### [TASK DESCRIPTION]
Return every one of the following records word for word, reproducing each line without any change.

### [MATERIAL FOR THIS EXERCISE]

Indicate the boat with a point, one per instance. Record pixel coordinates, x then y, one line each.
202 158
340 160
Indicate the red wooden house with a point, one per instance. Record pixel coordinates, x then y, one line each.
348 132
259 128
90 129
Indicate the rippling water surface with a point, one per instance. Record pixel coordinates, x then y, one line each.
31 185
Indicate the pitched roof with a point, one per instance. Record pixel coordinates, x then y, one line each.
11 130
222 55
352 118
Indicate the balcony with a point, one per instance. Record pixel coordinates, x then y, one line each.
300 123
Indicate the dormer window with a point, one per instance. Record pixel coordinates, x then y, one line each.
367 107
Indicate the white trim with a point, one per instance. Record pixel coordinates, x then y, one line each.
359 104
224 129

### [WRITTEN ANSWER]
Indicate the boat with a point, one per instance. Record pixel coordinates, x then y, one line each.
202 158
340 160
Indicate the red wooden house with a point, one per instance. Record pixel coordinates, x then y, one line each.
348 132
259 128
90 129
Indicate the rippling water surface with a point, one per instance. Record pixel coordinates, x then y, one line each.
31 185
Indicate the pitched roof with a point, one per instance. Record pixel coordinates, x then y, one line each.
11 130
222 55
352 118
Indicate the balcony with a point, one per instance. Record pixel coordinates, x then y, one line each.
300 123
Indicate the dormer window with a point, one per instance. Record pixel coordinates, x then y, one line each.
367 107
Indicate the white trim with a point, one per instance. Record pixel coordinates, x then y, one line each.
359 104
224 129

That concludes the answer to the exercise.